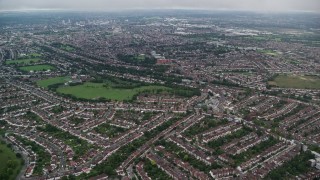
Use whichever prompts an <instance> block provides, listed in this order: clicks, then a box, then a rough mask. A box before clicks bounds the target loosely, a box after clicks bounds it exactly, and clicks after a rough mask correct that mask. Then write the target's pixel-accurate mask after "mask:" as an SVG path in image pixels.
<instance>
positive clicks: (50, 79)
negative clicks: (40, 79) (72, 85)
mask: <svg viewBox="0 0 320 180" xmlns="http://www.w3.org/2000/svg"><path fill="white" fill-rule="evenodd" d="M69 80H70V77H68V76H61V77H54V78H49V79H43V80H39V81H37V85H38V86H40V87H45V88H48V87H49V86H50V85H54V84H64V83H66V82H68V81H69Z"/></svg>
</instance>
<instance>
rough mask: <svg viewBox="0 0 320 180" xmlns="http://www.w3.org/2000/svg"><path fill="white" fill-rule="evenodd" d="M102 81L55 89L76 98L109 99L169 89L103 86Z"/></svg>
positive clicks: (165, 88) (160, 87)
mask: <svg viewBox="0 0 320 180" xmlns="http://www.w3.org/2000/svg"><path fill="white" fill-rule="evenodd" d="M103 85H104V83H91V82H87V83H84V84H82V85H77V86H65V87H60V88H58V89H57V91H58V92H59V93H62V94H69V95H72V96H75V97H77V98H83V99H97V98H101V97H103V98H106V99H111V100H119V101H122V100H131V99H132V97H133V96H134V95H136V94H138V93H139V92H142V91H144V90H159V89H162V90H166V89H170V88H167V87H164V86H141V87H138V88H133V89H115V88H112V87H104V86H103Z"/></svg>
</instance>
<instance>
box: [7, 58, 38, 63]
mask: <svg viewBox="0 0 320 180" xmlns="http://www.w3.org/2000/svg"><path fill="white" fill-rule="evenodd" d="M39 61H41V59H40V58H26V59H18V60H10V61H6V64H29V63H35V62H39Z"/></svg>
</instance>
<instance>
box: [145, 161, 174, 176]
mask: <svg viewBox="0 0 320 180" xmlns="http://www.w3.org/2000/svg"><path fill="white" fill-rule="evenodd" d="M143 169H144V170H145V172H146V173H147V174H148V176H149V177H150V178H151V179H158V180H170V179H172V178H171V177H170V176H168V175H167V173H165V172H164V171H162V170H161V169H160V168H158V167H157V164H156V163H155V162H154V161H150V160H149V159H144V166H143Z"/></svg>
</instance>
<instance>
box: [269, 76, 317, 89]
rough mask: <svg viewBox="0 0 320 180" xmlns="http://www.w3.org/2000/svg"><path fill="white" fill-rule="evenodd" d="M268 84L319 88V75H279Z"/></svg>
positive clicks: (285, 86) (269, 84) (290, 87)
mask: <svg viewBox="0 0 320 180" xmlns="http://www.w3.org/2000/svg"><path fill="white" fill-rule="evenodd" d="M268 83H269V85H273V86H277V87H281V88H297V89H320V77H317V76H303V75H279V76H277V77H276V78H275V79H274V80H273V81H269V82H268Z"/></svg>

────────────────────────────────────────

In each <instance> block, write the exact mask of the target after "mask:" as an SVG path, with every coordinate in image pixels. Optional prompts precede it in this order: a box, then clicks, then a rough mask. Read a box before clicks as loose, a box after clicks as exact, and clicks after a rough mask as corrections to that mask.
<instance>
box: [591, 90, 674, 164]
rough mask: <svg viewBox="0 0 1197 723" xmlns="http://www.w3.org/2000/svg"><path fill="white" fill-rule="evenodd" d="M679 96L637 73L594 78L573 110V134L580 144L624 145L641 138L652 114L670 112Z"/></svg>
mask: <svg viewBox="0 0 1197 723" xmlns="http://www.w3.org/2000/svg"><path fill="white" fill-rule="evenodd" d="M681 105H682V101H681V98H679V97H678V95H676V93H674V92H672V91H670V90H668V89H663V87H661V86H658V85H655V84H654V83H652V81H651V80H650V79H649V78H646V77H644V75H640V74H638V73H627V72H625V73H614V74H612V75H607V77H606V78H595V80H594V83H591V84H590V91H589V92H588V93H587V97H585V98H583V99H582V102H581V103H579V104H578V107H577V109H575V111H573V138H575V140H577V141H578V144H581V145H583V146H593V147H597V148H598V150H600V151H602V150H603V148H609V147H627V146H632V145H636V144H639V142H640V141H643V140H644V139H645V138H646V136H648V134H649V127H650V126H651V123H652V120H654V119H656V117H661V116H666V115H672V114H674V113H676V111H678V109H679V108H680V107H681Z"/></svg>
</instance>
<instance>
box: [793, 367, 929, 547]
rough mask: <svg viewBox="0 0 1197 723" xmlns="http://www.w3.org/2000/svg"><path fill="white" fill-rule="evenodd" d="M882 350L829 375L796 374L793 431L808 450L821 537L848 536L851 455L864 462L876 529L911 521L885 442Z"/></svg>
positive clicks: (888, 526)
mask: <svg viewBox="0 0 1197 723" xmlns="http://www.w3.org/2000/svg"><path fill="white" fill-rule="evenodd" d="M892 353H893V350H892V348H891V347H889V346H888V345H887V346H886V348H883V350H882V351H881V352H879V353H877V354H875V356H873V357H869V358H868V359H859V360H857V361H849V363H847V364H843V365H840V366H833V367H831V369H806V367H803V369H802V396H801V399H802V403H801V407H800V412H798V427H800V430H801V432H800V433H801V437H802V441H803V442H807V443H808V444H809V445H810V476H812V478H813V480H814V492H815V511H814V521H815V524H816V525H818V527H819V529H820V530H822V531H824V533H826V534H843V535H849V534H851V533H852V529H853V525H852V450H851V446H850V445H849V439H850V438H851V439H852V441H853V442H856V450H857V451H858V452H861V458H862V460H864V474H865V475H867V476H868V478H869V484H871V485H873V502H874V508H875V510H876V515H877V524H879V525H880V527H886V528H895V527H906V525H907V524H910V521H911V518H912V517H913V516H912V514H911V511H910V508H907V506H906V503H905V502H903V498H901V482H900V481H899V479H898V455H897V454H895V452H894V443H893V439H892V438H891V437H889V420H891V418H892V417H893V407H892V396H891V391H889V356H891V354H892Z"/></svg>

────────────────────────────────────────

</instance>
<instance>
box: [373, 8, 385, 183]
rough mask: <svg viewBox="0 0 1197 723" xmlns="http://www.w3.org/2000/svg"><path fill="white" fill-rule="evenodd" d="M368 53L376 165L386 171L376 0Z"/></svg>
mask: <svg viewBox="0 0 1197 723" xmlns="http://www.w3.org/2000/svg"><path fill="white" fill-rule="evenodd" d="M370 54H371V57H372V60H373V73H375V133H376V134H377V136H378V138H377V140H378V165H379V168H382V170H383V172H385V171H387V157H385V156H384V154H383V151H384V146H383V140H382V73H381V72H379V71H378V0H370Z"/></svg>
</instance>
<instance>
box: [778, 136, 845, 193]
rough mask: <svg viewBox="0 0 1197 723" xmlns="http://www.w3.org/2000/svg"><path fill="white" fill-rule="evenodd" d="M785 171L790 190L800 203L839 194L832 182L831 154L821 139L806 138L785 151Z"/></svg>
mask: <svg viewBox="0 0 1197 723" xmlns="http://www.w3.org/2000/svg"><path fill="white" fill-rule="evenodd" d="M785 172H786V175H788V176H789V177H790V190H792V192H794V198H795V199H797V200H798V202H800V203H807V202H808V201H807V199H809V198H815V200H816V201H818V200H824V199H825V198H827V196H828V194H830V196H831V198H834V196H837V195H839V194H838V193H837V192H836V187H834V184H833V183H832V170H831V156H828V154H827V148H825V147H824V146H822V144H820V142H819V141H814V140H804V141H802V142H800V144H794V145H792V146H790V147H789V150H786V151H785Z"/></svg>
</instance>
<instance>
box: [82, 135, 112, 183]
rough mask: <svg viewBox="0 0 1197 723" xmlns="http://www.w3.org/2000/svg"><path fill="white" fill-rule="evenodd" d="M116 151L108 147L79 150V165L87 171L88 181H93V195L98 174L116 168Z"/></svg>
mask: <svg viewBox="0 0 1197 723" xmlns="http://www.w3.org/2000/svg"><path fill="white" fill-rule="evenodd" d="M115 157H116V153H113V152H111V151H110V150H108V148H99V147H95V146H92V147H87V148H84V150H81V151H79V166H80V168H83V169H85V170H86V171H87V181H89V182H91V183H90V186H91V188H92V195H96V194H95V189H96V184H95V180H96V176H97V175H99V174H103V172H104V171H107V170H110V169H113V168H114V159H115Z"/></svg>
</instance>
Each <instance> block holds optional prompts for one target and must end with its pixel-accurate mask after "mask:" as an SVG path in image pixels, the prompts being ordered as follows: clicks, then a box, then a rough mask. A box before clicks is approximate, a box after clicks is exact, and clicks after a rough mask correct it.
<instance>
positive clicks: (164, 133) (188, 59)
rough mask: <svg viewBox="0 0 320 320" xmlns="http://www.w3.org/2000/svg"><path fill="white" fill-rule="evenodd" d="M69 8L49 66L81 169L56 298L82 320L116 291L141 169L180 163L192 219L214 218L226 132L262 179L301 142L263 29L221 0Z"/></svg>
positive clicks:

────────────────────────────────────────

Requirement:
Return each line of the material above that contains the word "positive". Uppercase and lowercase count as different.

Result of this exercise:
positive clicks: (50, 79)
positive clicks: (165, 88) (160, 87)
positive clicks: (285, 86) (269, 84) (290, 87)
positive clicks: (888, 526)
positive clicks: (164, 133) (188, 59)
positive clicks:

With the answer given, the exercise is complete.